> **Supplied records**

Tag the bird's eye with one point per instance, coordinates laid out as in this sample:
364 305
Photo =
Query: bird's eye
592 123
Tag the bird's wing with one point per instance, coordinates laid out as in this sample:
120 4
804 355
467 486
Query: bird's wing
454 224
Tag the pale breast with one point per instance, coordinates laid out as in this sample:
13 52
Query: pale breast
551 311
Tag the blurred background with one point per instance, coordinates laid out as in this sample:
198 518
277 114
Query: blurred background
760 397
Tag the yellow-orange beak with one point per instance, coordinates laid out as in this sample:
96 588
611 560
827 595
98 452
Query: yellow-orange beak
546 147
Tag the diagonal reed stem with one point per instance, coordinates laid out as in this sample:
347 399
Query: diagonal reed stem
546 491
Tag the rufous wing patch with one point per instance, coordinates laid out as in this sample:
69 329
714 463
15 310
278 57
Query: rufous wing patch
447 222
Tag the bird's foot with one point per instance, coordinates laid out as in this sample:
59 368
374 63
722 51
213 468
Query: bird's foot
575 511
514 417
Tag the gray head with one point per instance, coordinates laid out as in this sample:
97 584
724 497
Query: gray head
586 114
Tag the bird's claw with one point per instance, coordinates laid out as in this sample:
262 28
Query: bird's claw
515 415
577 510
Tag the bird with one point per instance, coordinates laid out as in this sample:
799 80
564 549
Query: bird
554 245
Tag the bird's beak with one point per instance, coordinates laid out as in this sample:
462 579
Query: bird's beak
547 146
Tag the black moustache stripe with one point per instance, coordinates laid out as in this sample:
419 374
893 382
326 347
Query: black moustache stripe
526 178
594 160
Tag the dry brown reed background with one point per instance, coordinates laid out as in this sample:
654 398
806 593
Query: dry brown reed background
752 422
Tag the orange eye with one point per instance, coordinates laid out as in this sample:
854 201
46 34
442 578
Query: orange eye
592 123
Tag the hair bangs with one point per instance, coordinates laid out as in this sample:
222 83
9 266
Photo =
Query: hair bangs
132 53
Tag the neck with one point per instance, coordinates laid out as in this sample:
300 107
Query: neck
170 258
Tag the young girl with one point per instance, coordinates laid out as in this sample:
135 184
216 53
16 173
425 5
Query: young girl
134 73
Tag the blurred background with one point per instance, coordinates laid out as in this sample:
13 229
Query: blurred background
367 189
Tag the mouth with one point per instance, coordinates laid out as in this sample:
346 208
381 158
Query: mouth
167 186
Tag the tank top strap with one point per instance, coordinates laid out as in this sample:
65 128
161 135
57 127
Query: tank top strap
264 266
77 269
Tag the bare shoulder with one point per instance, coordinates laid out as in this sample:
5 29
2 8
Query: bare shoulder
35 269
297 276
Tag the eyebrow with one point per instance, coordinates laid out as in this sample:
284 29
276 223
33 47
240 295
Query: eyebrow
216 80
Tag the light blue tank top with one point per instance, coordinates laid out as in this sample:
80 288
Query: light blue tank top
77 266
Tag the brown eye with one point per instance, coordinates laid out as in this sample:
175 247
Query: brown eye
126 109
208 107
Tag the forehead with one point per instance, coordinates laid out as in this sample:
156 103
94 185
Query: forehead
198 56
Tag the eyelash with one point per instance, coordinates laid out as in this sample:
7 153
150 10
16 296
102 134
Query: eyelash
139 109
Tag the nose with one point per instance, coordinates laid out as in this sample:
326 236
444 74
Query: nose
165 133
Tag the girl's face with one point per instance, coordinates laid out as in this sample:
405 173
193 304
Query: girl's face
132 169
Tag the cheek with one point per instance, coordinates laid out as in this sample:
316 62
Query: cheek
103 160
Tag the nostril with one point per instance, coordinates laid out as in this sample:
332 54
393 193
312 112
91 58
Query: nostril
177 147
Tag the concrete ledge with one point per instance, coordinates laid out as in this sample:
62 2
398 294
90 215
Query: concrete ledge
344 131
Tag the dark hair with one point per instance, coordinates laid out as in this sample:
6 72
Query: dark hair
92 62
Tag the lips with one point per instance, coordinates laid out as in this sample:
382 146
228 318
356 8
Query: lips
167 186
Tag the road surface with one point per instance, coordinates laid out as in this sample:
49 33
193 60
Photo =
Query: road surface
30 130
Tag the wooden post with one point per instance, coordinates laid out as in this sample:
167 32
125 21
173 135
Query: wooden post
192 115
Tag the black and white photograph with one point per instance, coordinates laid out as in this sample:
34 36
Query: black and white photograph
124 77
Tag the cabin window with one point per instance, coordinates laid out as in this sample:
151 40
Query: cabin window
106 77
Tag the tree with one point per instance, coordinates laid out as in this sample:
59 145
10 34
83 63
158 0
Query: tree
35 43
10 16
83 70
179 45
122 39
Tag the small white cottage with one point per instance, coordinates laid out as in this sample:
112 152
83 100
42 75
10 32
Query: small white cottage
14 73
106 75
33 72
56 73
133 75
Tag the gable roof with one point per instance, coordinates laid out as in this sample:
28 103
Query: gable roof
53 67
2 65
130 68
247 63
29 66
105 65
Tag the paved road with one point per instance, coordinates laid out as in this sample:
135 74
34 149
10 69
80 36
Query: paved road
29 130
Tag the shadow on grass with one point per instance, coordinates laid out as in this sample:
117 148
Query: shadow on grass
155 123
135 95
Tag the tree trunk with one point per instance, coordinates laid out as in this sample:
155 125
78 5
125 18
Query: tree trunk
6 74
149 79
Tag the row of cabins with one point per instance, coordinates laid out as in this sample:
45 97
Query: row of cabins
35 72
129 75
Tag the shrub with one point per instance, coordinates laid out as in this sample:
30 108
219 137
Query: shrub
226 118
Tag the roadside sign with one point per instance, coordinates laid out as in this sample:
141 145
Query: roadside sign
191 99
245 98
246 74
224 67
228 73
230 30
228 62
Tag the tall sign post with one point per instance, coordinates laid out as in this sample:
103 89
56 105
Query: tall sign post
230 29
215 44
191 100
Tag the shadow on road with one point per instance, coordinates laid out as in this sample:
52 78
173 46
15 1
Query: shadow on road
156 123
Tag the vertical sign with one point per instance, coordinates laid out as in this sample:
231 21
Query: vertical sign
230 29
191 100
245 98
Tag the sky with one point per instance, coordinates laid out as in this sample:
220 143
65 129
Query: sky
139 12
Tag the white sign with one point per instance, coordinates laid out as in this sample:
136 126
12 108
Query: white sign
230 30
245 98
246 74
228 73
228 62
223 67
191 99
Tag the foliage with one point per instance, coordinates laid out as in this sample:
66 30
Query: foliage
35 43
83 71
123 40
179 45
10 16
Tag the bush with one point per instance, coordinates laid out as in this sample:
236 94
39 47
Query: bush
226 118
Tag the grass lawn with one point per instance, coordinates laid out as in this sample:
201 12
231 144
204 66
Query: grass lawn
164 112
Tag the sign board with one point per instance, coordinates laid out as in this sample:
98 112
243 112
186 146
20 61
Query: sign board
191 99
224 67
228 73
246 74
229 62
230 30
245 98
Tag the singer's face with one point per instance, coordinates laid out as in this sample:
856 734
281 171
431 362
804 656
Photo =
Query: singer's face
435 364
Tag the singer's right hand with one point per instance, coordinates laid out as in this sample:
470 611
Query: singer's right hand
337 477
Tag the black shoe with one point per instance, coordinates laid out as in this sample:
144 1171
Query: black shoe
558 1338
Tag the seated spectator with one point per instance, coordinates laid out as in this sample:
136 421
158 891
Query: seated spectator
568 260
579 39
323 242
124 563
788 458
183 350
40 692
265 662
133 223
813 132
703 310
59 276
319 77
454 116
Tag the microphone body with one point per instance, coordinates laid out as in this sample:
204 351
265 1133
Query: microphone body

> **The task**
The full listing above is to be transcribed exactly.

> **Response to this task**
Tag the bird's eye with one point per instance, coordinates laid out as in this sample:
364 305
Photo =
Query: bird's eye
592 123
Tag the bird's wing with one point per instance, coordinates laid out as in this sample:
120 4
804 355
467 486
Query: bird's wing
454 224
Tag the pale breast with one point per instance, coordinates laid out as in this sample:
13 52
Query: pale breast
551 311
Tag the blurred background with one point per instance, coordinates laid out as in this sample:
198 518
277 114
Query: blurred background
760 397
Tag the yellow-orange beak with one point per instance, coordinates laid out as in this sample:
96 588
611 560
827 595
98 452
Query: yellow-orange beak
546 147
Tag the diagonal reed stem with one point per instance, coordinates laid out as in this sample:
347 399
Query: diagonal reed stem
546 491
Tag the rufous wing patch with one point per instance, coordinates laid out as in this sample:
69 329
714 463
15 310
278 57
Query: rufous wing patch
447 222
Tag the bird's foot with one point per instance, coordinates laid out as in this sample:
59 368
374 63
722 51
213 468
Query: bird's foot
575 511
514 417
Tag the gray head with one point per instance, coordinates laid out as in this sample:
97 584
724 497
Query: gray head
586 114
Tag the bird's claw with one point per instance, coordinates laid out as in this sample:
262 28
Query: bird's claw
515 415
577 510
Tag the bird with one point per instance, coordinates laid out as in this sample:
799 80
564 549
Query: bird
554 245
Tag the bird's beak with one point per instance, coordinates laid out as in this sample:
462 579
Query: bird's beak
547 146
Tag the black moustache stripe with one point per instance, coordinates laid out as in this sample:
419 374
893 382
326 347
Query: black moustache stripe
526 178
594 160
Tag the dry brown reed background with one point per instance, coordinates laid out as in this sample:
654 398
806 593
Query: dry brown reed background
752 422
Tag the orange eye with one point per instance, coordinates laid out as in this sample:
854 201
46 34
442 578
Query: orange eye
592 123
Tag the hair bangs with one point per instance, coordinates laid out as in this sample:
222 83
9 266
Photo =
Query: hair bangs
132 53
Tag the neck with one point per instance, coordinates laid out as in this sample:
300 107
Query: neck
170 258
Tag the young girl with one point per instance, coordinates laid out as in this sample:
135 184
216 53
16 173
425 5
Query: young girl
134 73
Tag the blurred background with one point per instance, coordinates laid out as in this sample:
13 229
Query: blurred background
367 189
Tag the mouth with one point per instance, coordinates laid out as in this sample:
346 208
381 158
Query: mouth
167 186
Tag the tank top strap with one point per instance, coordinates laid out as in this sample:
65 128
161 135
57 127
Query: tank top strap
264 266
77 269
Tag the bare shoulder with one point per instance, coordinates laid out as in this sample:
5 29
2 8
Query: bare shoulder
35 269
297 276
Tag the eyebrow with one point per instance, coordinates laid out as in this sample:
284 29
276 223
33 47
240 295
Query: eyebrow
216 80
Tag the light blue tank top with one point per instance, coordinates laid out as in this sample:
80 288
Query: light blue tank top
77 266
Tag the brown eye with one point per instance, coordinates laid out as in this sample:
175 247
Query: brown eye
126 109
208 107
Tag the forehead with one point per instance, coordinates laid out as in this sample:
156 103
94 185
Query: forehead
198 56
Tag the eyelash with one point per instance, coordinates laid out as in this sample:
7 153
150 10
16 296
102 134
Query: eyelash
139 109
Tag the nose with one point per instance, coordinates laid out as in this sample:
326 236
444 74
Query: nose
165 133
Tag the girl's face with one point per instance, coordinates laid out as in this sample:
405 173
193 304
Query: girl's face
132 169
Tag the cheek with one point per instance, coordinates laid out as in this sample:
316 62
Query: cheek
103 160
Tag the nostril with one point per instance, coordinates laid out as in this sample:
332 54
393 193
312 112
91 58
Query: nostril
177 147
Tag the concrete ledge with one point per instance, coordinates laid out as in this sample:
62 2
398 294
90 215
Query: concrete ledge
344 131
Tag the dark hair with one point per instance, coordinates laid out as in this sample:
6 72
Query: dark hair
92 62
Tag the lips with one point per instance, coordinates laid out as in this sample:
382 146
228 318
356 8
Query: lips
167 186
Tag the road surface with one point per instance, coordinates laid out as in this sample:
49 33
193 60
Photo =
Query: road surface
30 130
Tag the wooden post with one point per instance, coordinates laid out as in this sample:
167 32
125 21
173 135
Query: wooden post
192 115
Tag the black and white photograph with one point per instance, coordinates laid out as in this sample:
34 36
Query: black and white photograph
124 77
Tag the cabin window with one point per instance, coordinates laid out as in this sample:
151 40
Query: cabin window
106 77
Tag the tree with one point per instance, coordinates laid out as in this sample:
59 145
10 34
83 63
158 0
Query: tree
35 43
10 16
83 70
179 45
122 39
Tag the small white cottage with one point per instance, coordinates laid out as in this sample:
112 152
83 100
42 75
10 32
Query: small white cottage
14 73
106 75
33 72
56 73
133 75
Tag the gable roof with one point per instance, coordinates laid out as in this sample:
28 103
Query: gable roof
53 67
2 65
130 68
247 63
29 66
105 65
Tag the paved road with one point per instance, coordinates laid out as in this sample:
135 74
34 149
10 69
80 36
Query: paved road
29 130
Tag the shadow on grass with one point per instance, coordinates laid out as in this sample:
117 148
Query: shadow on grass
155 123
135 95
Tag the tree trunk with one point per instance, coordinates laid out as in this sample:
155 125
78 5
125 18
Query: tree trunk
6 74
149 79
Tag the row of cabins with one point per instance, coordinates laid out as in this sample:
45 97
Query: row of cabins
35 72
129 75
Tag the shrub with one point per instance, coordinates laid out as in this sample:
30 108
219 137
Query: shrub
226 118
Tag the roadside sign with one point per instance, coordinates laid out as in this sample:
141 145
Query: roadside sign
191 99
245 98
246 74
224 67
228 73
230 30
228 62
Tag the tall sign post with one point per instance, coordinates laid out as in this sample:
103 89
56 105
Query: tall sign post
230 29
215 44
191 100
Tag the shadow on road with one point per instance, coordinates laid out as in this sample:
52 78
173 46
15 1
Query: shadow on road
156 123
Tag the vertical sign with one point per instance, coordinates laid out as in this sample:
231 21
Query: vertical sign
230 29
191 100
245 98
Tag the sky with one point per instance, coordinates laid out as in this sample:
220 143
65 129
Query: sky
139 12
Tag the white sign with one point per instance, coordinates laid out as in this sample:
136 126
12 108
Query: white sign
230 30
245 98
246 74
228 73
228 62
223 67
191 99
Tag the foliage with one point per instance, coordinates laid out as in this sample:
66 30
Query: foliage
35 43
83 71
123 40
179 45
10 16
Tag the bush with one point per instance, coordinates laid out as in this sample:
236 94
39 47
Query: bush
226 118
Tag the grass lawn with one point per instance, coordinates laid out as in this sample:
201 12
231 144
204 66
Query: grass lawn
164 112
Tag the sign board with one point per instance, coordinates laid out as in this sample:
98 112
243 112
186 146
20 61
Query: sign board
191 99
224 67
228 73
246 74
229 62
230 30
245 98
Tag the singer's face with one point per instance, coordinates laid out as in this sample:
856 734
281 171
431 362
804 656
Photo =
Query: singer's face
435 364
Tag the singer's right hand with one point per instance, coordinates laid out as in this sample:
470 611
Query: singer's right hand
337 477
Tag the black shoe with one point per instance, coordinates laid out as in this sample:
144 1171
Query: black shoe
558 1338
Tag the seated spectator with one point per instance, coordinates laid out as in this sample:
136 421
158 891
Query: seated spectator
568 260
579 39
323 242
124 563
788 458
183 350
40 692
265 662
133 223
813 132
703 310
59 276
319 77
454 116
Tag the microphone body with one point per instance, coordinates laid out as in this sample:
204 351
265 1133
Query: microphone body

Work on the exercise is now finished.